◆ **任務目標 1**:
根據文件節錄,判斷下列三項說法是否相符。每項答「是」或「否」,並一字不差地引出作為依據的原文。
(a) 據現代學者估計,失敗一方的平均傷亡率為15%。
(b) 在面對面的衝鋒中,波斯騎兵比步兵更有優勢。
(c) 希臘軍隊中的弓箭手受到重視。
◆ **任務目標 2**:
依據文件節錄回答以下問題:
(a) 重裝步兵方陣大約出現在多久以前?
(b) 波斯軍隊唯一的弱項是哪一兵種?
(c) 文中提到當時哪一樣東西尚未發明?

◆ **文件節錄**:
--------------------------------------------------
重裝步兵方陣大約出現在兩百年前。兩百年內,並無實質性變革。通常來說,交戰雙方會約好地點開戰,然後兩個方陣步入陣地,開始衝鋒。甲胄撞擊甲胄,盾牌撞擊盾牌。直到有一方突破了對方的陣形,隊形散亂的一方就會最終潰敗。

在戰鬥中,希臘將領往往衝鋒在前,作全軍的表率。所以他們保持著相當高的死亡率。至於士兵的傷亡率,則相對穩定,戰爭的持續時間很少超過三天。勝利的一方可能會搶到幾畝葡萄地,或者幹脆毫無所得地光榮回家。據現代學者估計,勝利一方傷亡率平均為5%,失敗一方是15%。

這就是希臘的戰爭。

波斯人聽說過希臘人的戰鬥方式,震驚之餘對其無比鄙視。他們驚歎世界上居然還有這麼愚蠢單調的戰術。

希臘軍隊的兵種確實很單一。雖然有少量騎兵和弓箭手、投石兵,但這些兵種數量很少,根本不受重視。弓箭手被輕蔑地稱為“暗箭傷人的東西”,隻有重裝步兵才是希臘陸軍的靈魂。

波斯的戰術則遠比希臘複雜。他們有全麵而均衡的兵種:騎兵、弓箭手、步兵以及輔助部隊。其中,騎兵和弓箭手是波斯人的驕傲。當時馬鐙尚未發明,馬匹體形比較小。所以,波斯騎兵的衝擊力不能和日後的蒙古鐵騎相比。在麵對麵的衝鋒中,雖然騎兵並不比步兵更有優勢,但是它們的機動性卻是無可比擬的。至於波斯弓箭手,也讓無數民族聞風喪膽。遮天蔽日的箭雨,曾經摧毀過一支又一支的亞洲部隊。波斯軍隊的唯一弱項在於步兵。和希臘人比起來,他們的裝備輕,矛短甲薄,防禦力較弱,但他們更加靈活。

波斯這種混合部隊曾經橫掃西亞和埃及,除了和遊牧民族作戰時,有過一兩次敗績以外,其餘各戰從未失手。在希臘人眼中,這是無敵於天下的部隊。單單聽到他們的名字,就能讓人驚恐不已。

波斯有繁雜的兵種與武器。而雅典有的,隻是盾與矛。

雅典的真正財富就是站在盾與矛後麵的公民。

一個城邦決心和帝國決戰,就隻能寄希望於它的公民。沒有遼闊的土地,沒有雄厚的財源,公民的犧牲與奉獻是城邦最大的資本。
--------------------------------------------------
◆ **資料列**:
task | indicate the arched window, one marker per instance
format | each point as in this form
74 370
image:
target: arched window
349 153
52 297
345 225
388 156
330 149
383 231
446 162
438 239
--------------------------------------------------
◆ **完整答案 1**:
(a) 是。「據現代學者估計,勝利一方傷亡率平均為5%,失敗一方是15%。」
(b) 否。「在麵對麵的衝鋒中,雖然騎兵並不比步兵更有優勢」
(c) 否。「但這些兵種數量很少,根本不受重視。」

◆ **完整答案 2**:
(a) 大約兩百年前。
(b) 步兵。
(c) 馬鐙。